» **Extrait de page**:

+---+

En outre, Félix écrit des scénarios. De nanars bien sûr. Mais qu'il n'achève jamais. Jusqu'au jour où, mystérieusement inspiré, il met le point final à L'Hospice de l'Angoisse, un thriller macabre et improbable dont l'intrigue se situe dans une non moins étrange résidence gériatrique, La Niche-Saint-Luc, où de vieux acteurs de "séries Z" terminent leur existence. Et les ennuis commencent pour Félix lorsqu'on découvre que la maison de retraite de La Niche-Saint-Luc existe vraiment et que les cadavres s'y ramassent à la pelle...

+---+

» **Tâches à réaliser**:
1. Recopiez mot pour mot le passage de l'extrait sur Félix qui commence à « En outre, Félix » et se termine à « à la pelle... ».
2. Dans l'extrait sur Félix, où se déroule l'intrigue de L'Hospice de l'Angoisse ?
3. Poursuivez le résumé consacré à Félix et à son scénario à partir du point où il s'interrompt.
Le matériel qui suit provient d'une source différente.

+---+

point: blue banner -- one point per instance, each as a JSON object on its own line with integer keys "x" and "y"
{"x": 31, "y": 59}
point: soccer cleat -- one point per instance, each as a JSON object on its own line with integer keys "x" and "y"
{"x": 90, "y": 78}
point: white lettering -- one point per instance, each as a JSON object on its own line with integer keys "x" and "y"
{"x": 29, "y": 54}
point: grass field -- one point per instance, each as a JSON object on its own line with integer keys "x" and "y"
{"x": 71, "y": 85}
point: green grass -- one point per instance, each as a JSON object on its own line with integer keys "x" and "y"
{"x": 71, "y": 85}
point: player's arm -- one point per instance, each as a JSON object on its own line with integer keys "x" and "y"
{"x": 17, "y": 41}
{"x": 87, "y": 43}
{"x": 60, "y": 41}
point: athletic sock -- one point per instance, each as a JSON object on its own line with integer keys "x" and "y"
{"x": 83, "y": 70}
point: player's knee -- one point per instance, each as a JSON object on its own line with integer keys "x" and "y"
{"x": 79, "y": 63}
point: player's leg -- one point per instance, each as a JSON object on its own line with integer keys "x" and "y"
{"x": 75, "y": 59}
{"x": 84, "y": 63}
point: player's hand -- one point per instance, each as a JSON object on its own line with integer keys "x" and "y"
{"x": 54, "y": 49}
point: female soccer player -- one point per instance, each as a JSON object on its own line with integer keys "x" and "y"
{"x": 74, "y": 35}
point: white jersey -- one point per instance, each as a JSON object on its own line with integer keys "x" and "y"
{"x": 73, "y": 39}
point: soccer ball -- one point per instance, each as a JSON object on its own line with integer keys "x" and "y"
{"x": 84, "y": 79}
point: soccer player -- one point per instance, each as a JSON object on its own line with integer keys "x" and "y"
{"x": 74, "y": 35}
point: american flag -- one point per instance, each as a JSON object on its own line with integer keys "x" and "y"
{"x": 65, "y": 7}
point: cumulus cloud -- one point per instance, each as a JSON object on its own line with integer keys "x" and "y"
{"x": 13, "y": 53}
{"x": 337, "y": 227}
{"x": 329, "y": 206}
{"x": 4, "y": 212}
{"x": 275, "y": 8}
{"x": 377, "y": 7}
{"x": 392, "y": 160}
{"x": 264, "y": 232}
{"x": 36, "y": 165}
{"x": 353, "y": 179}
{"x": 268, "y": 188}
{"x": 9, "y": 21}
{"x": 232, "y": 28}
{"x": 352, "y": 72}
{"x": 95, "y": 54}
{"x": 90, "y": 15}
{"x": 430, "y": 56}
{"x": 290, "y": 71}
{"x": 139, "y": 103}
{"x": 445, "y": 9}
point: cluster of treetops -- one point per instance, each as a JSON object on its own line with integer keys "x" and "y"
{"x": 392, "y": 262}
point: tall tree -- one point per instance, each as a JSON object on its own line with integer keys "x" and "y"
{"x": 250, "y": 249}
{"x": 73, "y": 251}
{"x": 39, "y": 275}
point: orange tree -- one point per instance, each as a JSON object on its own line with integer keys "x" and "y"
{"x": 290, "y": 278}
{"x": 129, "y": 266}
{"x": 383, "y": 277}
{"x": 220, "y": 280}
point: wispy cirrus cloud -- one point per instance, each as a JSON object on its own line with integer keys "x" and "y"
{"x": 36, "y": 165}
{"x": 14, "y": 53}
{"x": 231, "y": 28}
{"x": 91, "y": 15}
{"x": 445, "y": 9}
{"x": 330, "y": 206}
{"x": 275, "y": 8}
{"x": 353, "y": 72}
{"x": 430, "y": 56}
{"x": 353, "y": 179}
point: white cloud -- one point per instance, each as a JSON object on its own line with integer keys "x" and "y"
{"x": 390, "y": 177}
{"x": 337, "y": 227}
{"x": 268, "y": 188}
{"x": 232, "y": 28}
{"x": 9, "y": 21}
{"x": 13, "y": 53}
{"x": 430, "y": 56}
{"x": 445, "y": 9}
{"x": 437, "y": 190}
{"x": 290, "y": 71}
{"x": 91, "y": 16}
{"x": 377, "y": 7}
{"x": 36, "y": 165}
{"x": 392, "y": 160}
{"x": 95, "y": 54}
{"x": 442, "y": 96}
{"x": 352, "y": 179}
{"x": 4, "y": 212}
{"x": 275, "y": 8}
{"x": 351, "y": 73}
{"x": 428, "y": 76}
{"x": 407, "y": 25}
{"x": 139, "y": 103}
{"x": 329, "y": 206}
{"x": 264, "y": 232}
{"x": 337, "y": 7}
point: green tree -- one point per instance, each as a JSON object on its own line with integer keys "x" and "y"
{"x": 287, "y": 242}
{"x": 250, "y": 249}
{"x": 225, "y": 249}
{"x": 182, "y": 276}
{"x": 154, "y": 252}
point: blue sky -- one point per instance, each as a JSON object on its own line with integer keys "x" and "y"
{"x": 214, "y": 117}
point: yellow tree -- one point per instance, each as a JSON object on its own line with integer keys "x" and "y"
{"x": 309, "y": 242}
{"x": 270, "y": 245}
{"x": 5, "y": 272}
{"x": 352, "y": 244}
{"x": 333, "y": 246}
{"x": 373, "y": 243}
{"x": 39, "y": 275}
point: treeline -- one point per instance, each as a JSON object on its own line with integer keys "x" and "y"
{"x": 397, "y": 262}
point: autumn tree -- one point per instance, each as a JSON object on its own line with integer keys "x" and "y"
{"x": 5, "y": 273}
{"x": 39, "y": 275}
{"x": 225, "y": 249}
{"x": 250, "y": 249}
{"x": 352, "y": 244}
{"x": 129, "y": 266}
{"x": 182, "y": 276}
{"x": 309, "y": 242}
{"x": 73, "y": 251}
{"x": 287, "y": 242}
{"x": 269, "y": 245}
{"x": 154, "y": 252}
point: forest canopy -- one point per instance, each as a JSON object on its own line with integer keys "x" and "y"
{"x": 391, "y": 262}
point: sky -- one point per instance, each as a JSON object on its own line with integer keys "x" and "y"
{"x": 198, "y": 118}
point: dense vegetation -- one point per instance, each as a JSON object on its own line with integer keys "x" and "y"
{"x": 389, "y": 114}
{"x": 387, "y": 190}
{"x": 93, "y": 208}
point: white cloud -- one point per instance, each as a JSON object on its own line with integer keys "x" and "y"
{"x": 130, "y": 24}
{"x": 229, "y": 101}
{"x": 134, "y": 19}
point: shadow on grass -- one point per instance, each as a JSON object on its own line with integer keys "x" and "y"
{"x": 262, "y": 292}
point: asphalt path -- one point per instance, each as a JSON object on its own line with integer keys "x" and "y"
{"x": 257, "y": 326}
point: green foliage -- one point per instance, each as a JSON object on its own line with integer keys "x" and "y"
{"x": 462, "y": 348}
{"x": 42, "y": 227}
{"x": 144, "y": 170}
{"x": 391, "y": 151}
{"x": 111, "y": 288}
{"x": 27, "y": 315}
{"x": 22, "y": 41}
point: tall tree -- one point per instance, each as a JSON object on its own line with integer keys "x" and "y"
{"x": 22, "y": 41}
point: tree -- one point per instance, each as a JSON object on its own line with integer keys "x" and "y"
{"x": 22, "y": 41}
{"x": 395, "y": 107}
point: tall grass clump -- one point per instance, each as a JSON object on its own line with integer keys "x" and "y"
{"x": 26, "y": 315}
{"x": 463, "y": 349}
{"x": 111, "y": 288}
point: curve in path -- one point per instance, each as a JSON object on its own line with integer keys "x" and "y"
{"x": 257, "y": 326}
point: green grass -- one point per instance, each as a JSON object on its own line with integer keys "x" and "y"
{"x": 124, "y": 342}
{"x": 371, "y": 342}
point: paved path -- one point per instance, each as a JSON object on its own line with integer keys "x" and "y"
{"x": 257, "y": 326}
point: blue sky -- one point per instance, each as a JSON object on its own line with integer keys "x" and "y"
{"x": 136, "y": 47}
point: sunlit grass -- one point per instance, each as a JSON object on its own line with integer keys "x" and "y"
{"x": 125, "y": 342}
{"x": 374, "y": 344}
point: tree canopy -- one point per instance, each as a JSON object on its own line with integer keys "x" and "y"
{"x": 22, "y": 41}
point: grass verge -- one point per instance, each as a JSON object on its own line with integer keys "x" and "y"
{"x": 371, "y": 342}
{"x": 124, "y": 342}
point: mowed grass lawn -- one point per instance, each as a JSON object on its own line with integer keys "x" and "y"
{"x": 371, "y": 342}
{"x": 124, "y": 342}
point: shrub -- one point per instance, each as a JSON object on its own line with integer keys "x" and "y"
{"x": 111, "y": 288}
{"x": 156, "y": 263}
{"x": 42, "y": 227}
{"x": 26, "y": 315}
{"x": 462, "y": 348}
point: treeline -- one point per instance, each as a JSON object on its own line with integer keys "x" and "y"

+---+

» **Résultats des tâches**:
1.
En outre, Félix écrit des scénarios. De nanars bien sûr. Mais qu'il n'achève jamais. Jusqu'au jour où, mystérieusement inspiré, il met le point final à L'Hospice de l'Angoisse, un thriller macabre et improbable dont l'intrigue se situe dans une non moins étrange résidence gériatrique, La Niche-Saint-Luc, où de vieux acteurs de "séries Z" terminent leur existence. Et les ennuis commencent pour Félix lorsqu'on découvre que la maison de retraite de La Niche-Saint-Luc existe vraiment et que les cadavres s'y ramassent à la pelle...

2. Dans une étrange résidence gériatrique, La Niche-Saint-Luc, où de vieux acteurs de « séries Z » terminent leur existence.

3.
A cette intrigue déjà totalement rocambolesque s'ajoute des extraits du scénario de Félix ; des citations des carnets de l'inspecteur (un peu benêt) Galachu, enquêtant sur les disparus de la Niche-Saint-Luc ; les hypothétiques réactions d'un lecteur du livre, M. Hubert C. de Knokke-le-Zoute, dont on se demande s'il va poursuivre sa lecture navrante ; sans oublier les articles du blog tenu par Félix, Les Zélucubrations du docteur Z, consacré à la réhabilitation des nanars. Dans ce dernier on trouve, entre autre, une analyse portant sur les sagas des morts-vivants, dont voici un extrait, juste pour le plaisir :
« Du sang, du pus, des morceaux de chair décomposés, le verdict est sans appel pour une majorité de spectateurs : le zombie est trop dégoûtant. Aux morts-vivants, on préfère de loin le romantisme de Dracula, le délire scientiste de Frankenstein ou l'érotisme trouble des sorcières poursuivies par l'Inquisition qui leur brûle les tétons au fer rouge. On peut le comprendre (surtout pour les tétons des sorcières), mais il n'est pas interdit de voir plus loin. Si le film de zombies fait peur, c'est qu'il nous parle d'une réalité qu'on cherche à fuir tout notre vie : la vieillesse.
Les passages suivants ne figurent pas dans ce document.